Stored items
--------------------

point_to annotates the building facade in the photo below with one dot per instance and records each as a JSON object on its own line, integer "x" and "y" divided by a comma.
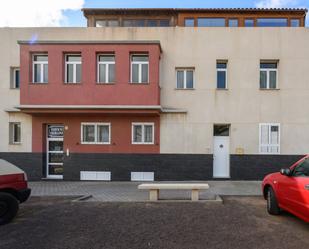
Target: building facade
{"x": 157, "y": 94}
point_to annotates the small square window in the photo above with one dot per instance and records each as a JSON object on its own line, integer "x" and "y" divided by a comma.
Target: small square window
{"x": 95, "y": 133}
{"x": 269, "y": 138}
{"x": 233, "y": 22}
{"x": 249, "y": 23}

--------------------

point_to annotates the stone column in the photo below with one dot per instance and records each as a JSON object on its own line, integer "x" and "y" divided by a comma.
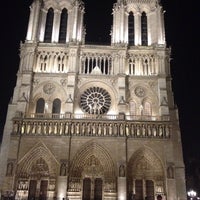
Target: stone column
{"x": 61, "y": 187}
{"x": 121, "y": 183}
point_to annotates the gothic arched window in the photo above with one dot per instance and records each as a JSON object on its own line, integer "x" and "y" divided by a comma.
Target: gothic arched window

--------------------

▶ _WHAT IS REQUIRED_: An exact transcription is needed of the lines from the one with "point_to annotates the stone" to the one with "Target: gothic arched window" above, both ends included, with pictures left out.

▶ _PROBLEM SOLUTION_:
point_to annotates the stone column in the photo below with one dot per instance and records each as a JSON object on its own line, integer "x" and "y" divided by a comma.
Target: stone column
{"x": 61, "y": 187}
{"x": 121, "y": 183}
point_to annotates the gothic arched window in the photo above with one dot per instance and records each as a JSON object on its own line, integer "x" and "y" divided by a comma.
Target: gothic arched window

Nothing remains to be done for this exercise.